» Work order 1:
Please rewrite the paragraph of the passage on patience that begins "That's a whole other dimension" as a short bulleted list, keeping its main facts.
» Work order 2:
In the passage on patience, what image does Jesus use to describe himself as one who waits with long-suffering?

That's a whole other dimension to this facet of love.  Our English word "patience" doesn't capture all the fullness of Paul's language.  The word Paul uses here translates more literally to "is long-suffering," or "is willing to endure great stress and hardship."  Patience isn't merely twiddling your thumbs or furrowing your brow while you scowl at the clock.   Patience isn't merely the condition of being inconvenienced.  Patience, in this biblical sense, is about the willingness to endure suffering for the sake of the beloved.

And really, if you give it much thought at all, that is exactly what the Scriptures show us about God.  To speak of the patience--or "long-suffering"--of God doesn't mean picturing God giving passive-aggressive sighs while waiting in the lobby of the auto shop for an oil change.  It's not that a very busy God is troubled by having to stand in long lines like we are when we speak of the need for patience.  It's that God, from beginning to end, is committed to enduring pain with us, as well as because of us, when we keep getting ourselves into trouble.  From Eden on, ours is the God who waits--the God who doesn't instantly "zap" the transgressing couple for eating forbidden fruit, the God who hangs up the bow and arrow after the flood promising never again to deal with human sin by wiping us all out [even when our crookedness and cruelty might really deserve it], and the God who goes on the long journey with wandering Abraham and Sarah, into slavery with the Hebrew children, on through the Sea with Moses and Miriam, and into the wilderness once again.  The whole epic story of salvation, with all its unexpected detours, twists, and turns, is the story of a God who is long-suffering while human beings go off on their own in the wrong direction.  Exile and homecoming.  Hope that waits for a Messiah.  And even when Jesus himself appears on the scene, he describes himself as one who waits with long-suffering, like the mother hen who longs to gather her brood under her wing, despite their stubborn refusal to be drawn to safety.

» Material supplied:
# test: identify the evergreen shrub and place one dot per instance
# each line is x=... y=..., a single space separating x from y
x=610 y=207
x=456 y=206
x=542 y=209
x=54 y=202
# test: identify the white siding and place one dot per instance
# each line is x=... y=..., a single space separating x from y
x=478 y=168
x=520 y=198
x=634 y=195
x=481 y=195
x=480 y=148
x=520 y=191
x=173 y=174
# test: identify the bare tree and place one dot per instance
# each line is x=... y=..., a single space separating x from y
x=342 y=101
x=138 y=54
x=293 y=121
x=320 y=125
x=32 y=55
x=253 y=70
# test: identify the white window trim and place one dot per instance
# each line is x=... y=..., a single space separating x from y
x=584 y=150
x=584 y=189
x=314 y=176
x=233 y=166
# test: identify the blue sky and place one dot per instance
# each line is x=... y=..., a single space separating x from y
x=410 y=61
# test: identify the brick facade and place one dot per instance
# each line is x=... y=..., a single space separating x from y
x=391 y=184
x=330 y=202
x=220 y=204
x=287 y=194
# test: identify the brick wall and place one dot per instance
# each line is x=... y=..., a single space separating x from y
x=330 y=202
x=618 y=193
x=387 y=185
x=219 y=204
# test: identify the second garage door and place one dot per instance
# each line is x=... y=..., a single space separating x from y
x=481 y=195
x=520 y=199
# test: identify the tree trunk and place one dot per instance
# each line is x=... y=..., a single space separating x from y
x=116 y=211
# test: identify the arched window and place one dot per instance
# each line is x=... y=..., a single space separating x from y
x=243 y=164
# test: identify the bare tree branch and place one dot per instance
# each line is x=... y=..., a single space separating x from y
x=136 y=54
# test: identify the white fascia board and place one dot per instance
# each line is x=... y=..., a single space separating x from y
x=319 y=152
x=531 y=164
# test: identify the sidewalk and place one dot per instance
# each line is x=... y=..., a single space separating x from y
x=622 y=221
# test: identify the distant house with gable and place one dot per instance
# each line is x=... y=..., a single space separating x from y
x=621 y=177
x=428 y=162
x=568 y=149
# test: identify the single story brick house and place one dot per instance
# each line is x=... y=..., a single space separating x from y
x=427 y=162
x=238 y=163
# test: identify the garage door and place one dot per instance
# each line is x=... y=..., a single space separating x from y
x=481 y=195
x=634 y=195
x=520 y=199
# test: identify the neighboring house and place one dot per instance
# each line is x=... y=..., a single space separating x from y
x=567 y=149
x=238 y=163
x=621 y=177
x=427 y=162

» Your solution 1:
- The English word "patience" doesn't capture the full sense of Paul's language.
- Paul's word translates more literally as "is long-suffering," or "is willing to endure great stress and hardship."
- Patience isn't merely waiting while scowling at the clock, or the condition of being inconvenienced.
- In the biblical sense, patience is the willingness to endure suffering for the sake of the beloved.

» Your solution 2:
A mother hen who longs to gather her brood under her wing.